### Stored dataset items
________________________________________
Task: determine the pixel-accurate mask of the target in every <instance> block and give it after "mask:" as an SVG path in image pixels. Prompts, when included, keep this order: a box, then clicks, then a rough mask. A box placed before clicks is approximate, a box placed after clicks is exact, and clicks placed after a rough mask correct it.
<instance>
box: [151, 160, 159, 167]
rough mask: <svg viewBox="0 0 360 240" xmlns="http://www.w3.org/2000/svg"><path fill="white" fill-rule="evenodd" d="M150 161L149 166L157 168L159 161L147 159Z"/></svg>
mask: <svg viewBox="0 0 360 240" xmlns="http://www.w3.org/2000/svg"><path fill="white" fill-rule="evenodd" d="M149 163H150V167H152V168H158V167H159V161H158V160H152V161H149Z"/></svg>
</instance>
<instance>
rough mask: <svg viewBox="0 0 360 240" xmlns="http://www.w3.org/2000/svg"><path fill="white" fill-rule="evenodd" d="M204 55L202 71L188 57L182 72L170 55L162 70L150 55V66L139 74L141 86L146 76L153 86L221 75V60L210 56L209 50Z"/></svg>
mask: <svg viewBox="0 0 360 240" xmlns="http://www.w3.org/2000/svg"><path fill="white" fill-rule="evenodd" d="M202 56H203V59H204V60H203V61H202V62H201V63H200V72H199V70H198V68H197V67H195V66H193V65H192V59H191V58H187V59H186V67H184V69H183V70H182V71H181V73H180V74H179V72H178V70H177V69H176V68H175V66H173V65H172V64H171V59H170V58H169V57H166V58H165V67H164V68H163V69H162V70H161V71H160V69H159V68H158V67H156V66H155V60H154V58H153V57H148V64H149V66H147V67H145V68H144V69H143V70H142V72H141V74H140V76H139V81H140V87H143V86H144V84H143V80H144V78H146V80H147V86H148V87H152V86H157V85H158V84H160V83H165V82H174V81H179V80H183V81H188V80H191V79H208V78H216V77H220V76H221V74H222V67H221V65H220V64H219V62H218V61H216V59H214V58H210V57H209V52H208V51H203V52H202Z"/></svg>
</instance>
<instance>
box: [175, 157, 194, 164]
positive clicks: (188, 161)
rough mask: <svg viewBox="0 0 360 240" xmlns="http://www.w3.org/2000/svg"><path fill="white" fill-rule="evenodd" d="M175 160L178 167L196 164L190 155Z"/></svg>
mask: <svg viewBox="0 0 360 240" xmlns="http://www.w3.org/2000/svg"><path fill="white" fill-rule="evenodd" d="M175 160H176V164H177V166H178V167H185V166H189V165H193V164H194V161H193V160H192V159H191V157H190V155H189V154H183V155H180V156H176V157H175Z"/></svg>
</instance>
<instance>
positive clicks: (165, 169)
________________________________________
### What to do
Could the data above be returned exactly as it stands?

### Result for this task
Task: determine the pixel-accurate mask of the target in every <instance> block and give it after "mask:" as an SVG path in image pixels. Prompts, when included, keep this order: a box, then clicks, then a rough mask. A box placed before clicks is approximate, a box placed after clicks is exact, and clicks placed after a rough mask correct it.
<instance>
box: [151, 160, 159, 167]
rough mask: <svg viewBox="0 0 360 240" xmlns="http://www.w3.org/2000/svg"><path fill="white" fill-rule="evenodd" d="M150 161L149 166L157 168L159 161L147 159Z"/></svg>
mask: <svg viewBox="0 0 360 240" xmlns="http://www.w3.org/2000/svg"><path fill="white" fill-rule="evenodd" d="M149 163H150V167H152V168H158V167H159V161H158V160H152V161H149Z"/></svg>
</instance>
<instance>
rough mask: <svg viewBox="0 0 360 240" xmlns="http://www.w3.org/2000/svg"><path fill="white" fill-rule="evenodd" d="M204 55L202 71L188 57L182 72L170 55L162 70L150 55V66L139 74L141 86L146 76L153 86L221 75V60L210 56L209 50Z"/></svg>
mask: <svg viewBox="0 0 360 240" xmlns="http://www.w3.org/2000/svg"><path fill="white" fill-rule="evenodd" d="M202 56H203V59H204V60H203V61H202V62H201V63H200V72H199V70H198V68H197V67H195V66H193V65H192V59H191V58H187V59H186V67H184V69H183V70H182V71H181V73H180V74H179V72H178V70H177V69H176V68H175V66H173V65H172V64H171V59H170V58H169V57H166V58H165V67H164V68H163V69H162V70H161V71H160V69H159V68H158V67H156V66H155V60H154V58H153V57H148V64H149V66H147V67H145V68H144V69H143V70H142V72H141V74H140V76H139V81H140V87H143V86H144V84H143V80H144V78H146V80H147V86H148V87H152V86H157V85H158V84H160V83H165V82H174V81H179V80H183V81H188V80H191V79H208V78H216V77H220V76H221V74H222V67H221V65H220V64H219V62H218V61H216V59H214V58H210V57H209V52H208V51H203V52H202Z"/></svg>
</instance>
<instance>
box: [175, 157, 194, 164]
positive clicks: (188, 161)
rough mask: <svg viewBox="0 0 360 240" xmlns="http://www.w3.org/2000/svg"><path fill="white" fill-rule="evenodd" d="M175 160L178 167L196 164L190 155Z"/></svg>
mask: <svg viewBox="0 0 360 240" xmlns="http://www.w3.org/2000/svg"><path fill="white" fill-rule="evenodd" d="M175 160H176V164H177V166H178V167H185V166H189V165H193V164H194V161H193V160H192V159H191V157H190V155H189V154H183V155H180V156H176V157H175Z"/></svg>
</instance>
<instance>
positive clicks: (165, 169)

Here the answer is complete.